**** Data to examine ****

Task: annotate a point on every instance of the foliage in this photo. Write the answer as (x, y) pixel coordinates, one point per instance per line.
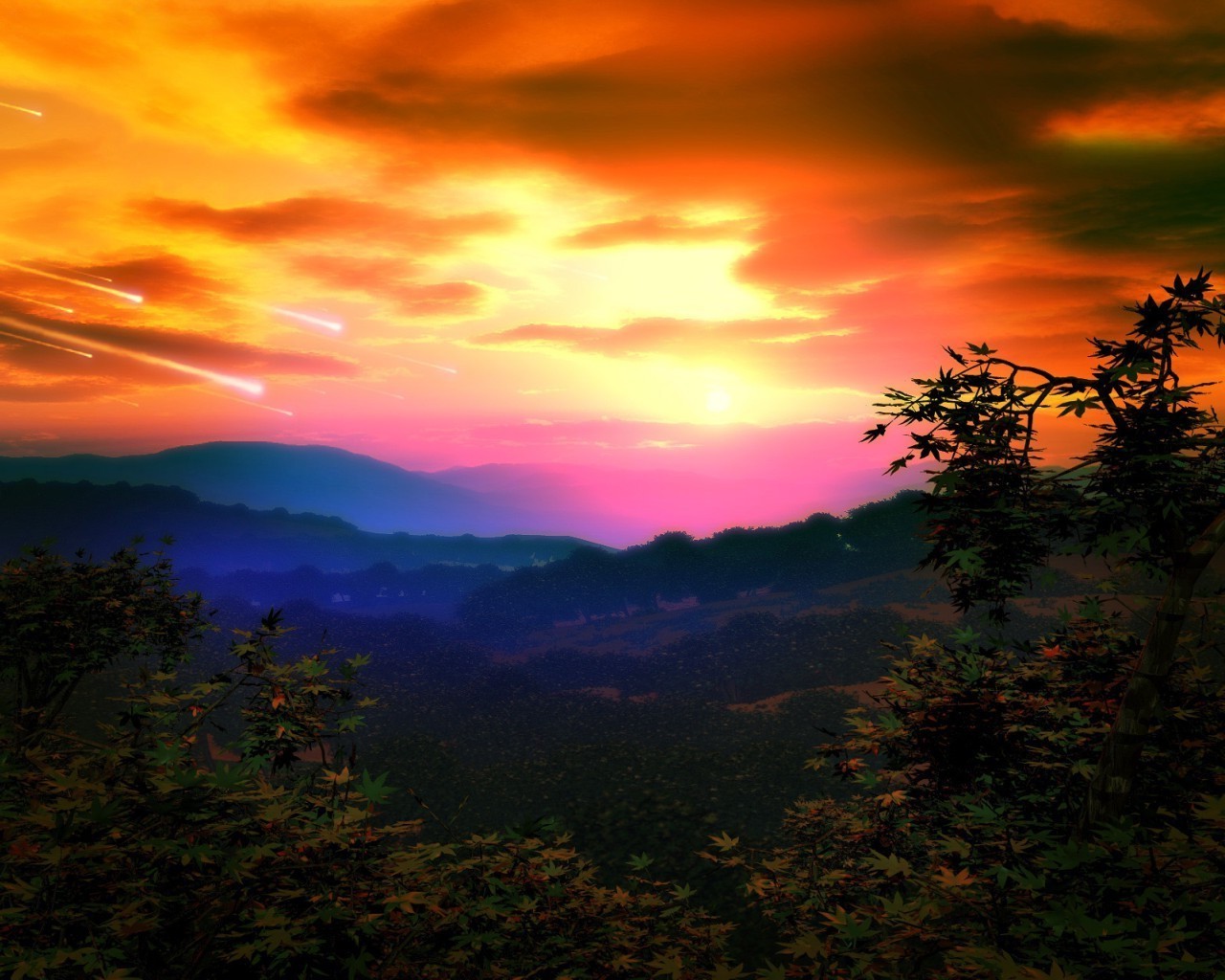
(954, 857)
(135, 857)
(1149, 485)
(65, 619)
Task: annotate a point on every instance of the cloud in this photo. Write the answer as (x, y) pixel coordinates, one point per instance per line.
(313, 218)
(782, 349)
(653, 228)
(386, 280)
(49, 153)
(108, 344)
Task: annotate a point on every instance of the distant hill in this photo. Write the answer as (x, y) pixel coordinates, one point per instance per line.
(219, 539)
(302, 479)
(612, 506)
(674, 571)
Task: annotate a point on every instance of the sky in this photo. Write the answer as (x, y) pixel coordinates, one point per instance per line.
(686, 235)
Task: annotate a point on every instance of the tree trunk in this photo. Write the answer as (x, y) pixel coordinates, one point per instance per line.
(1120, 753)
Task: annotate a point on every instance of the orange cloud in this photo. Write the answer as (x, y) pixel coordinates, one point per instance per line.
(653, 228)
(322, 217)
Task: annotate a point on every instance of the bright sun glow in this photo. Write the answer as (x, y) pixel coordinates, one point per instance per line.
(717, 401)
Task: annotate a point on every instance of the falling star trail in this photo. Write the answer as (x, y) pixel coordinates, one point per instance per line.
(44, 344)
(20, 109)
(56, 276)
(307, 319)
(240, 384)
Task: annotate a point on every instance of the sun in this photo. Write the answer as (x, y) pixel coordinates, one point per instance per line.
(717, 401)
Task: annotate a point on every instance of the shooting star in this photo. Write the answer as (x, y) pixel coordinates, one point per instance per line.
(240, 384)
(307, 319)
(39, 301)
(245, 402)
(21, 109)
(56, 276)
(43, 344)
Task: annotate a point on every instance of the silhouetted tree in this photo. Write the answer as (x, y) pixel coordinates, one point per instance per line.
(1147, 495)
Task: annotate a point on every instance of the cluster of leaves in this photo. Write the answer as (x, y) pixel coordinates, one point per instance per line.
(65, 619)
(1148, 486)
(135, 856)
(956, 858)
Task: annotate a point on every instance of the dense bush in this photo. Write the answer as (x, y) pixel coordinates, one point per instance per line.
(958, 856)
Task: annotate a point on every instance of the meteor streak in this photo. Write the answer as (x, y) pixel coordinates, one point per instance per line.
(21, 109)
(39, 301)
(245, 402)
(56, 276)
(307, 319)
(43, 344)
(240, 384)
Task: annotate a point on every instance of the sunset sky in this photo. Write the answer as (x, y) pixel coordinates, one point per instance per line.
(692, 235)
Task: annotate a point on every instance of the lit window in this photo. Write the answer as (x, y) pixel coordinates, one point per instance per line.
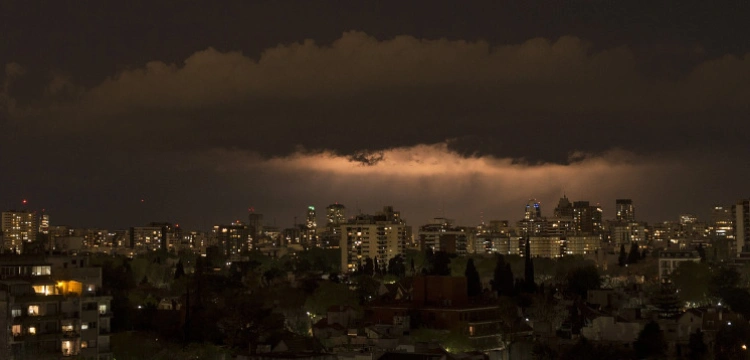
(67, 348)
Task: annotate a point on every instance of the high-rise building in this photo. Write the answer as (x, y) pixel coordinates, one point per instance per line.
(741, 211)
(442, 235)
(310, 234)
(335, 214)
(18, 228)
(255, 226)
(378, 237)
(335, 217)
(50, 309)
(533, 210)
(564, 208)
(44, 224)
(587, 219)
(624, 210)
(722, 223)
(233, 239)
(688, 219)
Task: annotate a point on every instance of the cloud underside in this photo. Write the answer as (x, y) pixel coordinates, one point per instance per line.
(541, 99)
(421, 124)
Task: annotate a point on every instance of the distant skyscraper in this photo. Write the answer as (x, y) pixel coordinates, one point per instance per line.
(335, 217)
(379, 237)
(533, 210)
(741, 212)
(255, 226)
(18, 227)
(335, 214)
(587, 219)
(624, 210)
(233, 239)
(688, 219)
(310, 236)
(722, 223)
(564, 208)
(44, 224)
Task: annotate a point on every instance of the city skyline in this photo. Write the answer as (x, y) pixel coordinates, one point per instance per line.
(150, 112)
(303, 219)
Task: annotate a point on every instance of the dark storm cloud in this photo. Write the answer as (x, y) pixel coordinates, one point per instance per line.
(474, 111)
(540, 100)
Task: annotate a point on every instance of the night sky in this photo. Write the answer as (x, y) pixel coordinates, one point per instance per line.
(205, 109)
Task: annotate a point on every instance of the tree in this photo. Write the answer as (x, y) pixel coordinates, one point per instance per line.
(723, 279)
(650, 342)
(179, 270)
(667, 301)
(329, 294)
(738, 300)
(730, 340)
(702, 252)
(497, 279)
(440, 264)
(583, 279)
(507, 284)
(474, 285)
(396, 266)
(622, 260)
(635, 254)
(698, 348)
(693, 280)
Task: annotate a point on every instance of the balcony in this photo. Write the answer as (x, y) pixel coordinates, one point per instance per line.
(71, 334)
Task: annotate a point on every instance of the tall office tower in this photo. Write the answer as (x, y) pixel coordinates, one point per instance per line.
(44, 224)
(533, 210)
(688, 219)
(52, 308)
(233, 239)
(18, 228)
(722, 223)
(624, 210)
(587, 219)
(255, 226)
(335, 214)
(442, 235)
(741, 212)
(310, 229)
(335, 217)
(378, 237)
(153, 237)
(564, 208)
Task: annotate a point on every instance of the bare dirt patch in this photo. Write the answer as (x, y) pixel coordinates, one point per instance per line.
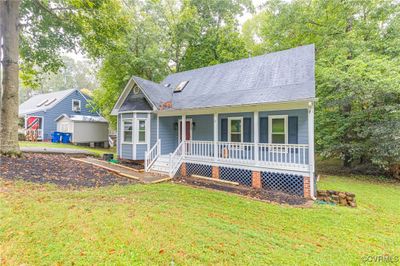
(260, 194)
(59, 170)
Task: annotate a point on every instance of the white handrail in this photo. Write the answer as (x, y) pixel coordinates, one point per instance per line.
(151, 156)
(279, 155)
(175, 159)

****
**** Data to examine ****

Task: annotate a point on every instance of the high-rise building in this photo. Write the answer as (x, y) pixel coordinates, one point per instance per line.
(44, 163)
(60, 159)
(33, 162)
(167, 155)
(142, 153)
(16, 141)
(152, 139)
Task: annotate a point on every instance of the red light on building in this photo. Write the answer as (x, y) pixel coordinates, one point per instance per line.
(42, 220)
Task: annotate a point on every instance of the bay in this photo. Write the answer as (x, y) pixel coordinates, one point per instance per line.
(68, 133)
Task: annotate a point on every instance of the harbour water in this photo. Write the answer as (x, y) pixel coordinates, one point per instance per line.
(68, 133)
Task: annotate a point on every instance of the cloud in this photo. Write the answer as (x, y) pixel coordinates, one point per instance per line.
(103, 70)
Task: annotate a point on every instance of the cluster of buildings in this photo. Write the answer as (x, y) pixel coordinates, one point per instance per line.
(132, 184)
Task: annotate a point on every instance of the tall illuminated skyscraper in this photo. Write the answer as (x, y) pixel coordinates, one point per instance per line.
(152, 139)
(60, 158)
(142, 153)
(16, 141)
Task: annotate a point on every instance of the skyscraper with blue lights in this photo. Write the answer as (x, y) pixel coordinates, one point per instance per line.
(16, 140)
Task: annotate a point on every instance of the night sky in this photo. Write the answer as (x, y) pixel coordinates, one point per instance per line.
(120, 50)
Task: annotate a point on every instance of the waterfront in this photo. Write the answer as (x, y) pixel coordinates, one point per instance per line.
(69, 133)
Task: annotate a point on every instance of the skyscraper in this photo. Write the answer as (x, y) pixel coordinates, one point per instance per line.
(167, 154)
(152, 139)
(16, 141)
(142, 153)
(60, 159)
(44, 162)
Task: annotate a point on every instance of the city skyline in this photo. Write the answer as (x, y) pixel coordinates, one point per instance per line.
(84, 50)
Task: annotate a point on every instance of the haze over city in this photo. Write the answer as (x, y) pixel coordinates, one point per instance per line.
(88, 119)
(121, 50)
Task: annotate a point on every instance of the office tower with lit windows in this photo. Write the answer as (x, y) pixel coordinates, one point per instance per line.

****
**** Data to examine ****

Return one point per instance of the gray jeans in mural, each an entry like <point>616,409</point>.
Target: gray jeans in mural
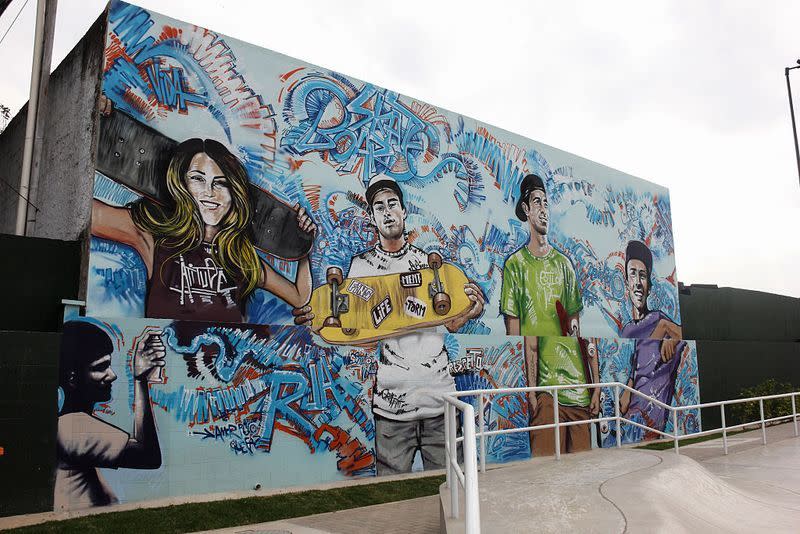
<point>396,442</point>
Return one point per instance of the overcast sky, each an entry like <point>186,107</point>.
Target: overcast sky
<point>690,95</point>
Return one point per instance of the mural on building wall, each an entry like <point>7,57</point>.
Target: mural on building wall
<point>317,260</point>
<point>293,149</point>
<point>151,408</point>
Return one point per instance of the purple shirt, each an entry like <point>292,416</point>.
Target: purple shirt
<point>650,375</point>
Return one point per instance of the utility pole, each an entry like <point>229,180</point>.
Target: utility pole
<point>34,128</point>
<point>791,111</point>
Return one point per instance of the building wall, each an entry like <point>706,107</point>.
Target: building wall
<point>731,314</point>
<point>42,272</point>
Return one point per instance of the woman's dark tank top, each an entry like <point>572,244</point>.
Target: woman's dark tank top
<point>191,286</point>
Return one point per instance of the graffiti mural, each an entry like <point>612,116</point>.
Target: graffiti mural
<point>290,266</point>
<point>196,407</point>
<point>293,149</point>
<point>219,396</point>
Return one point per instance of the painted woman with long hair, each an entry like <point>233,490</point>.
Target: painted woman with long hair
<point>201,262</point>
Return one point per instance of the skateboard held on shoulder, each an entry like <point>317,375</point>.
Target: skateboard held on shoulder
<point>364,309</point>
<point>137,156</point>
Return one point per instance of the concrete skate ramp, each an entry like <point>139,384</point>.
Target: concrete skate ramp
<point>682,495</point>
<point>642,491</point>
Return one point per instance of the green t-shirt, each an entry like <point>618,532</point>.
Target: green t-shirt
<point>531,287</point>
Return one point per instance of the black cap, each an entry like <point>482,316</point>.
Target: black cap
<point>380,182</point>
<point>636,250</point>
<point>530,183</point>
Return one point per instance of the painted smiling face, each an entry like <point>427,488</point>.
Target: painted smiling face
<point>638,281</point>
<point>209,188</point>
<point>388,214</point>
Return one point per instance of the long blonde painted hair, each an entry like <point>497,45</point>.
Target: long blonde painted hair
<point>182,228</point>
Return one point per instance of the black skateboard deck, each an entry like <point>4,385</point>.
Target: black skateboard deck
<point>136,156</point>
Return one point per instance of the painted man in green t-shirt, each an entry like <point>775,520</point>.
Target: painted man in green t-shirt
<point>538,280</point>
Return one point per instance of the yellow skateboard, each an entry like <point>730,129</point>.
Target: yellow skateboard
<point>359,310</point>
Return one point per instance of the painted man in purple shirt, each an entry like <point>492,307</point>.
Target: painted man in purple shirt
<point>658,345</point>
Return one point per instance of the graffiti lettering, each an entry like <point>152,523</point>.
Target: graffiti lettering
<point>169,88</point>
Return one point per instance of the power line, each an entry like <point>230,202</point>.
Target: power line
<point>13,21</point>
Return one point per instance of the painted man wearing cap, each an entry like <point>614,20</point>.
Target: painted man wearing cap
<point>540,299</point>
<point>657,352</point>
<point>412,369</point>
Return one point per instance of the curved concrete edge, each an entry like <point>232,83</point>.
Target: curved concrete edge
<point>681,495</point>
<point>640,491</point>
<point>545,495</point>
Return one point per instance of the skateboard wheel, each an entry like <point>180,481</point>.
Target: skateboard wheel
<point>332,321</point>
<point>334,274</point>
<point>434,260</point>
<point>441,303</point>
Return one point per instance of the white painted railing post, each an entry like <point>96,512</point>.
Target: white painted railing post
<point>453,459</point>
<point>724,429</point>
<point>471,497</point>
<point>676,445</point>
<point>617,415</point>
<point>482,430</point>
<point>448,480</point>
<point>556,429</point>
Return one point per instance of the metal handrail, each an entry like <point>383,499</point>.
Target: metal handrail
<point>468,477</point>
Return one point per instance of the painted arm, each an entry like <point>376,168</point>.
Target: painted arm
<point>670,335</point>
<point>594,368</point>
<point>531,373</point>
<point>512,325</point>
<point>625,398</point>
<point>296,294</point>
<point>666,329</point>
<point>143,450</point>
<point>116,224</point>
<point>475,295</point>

****

Exercise aim | Taking the entries above, restate exactly those lines that fall between the line with "Target: painted woman with long hair" and the line with "Return one point per instance of the concrete", keeping both of those lines too.

Response to the task |
Target: painted woman with long hair
<point>201,262</point>
Return one point per instance of the skateboard held on shoulder, each an entry like <point>317,375</point>.
Target: skateboard held on shoulder
<point>364,309</point>
<point>137,156</point>
Return one point per instance of the concrete skate ramp, each an entry like <point>139,384</point>.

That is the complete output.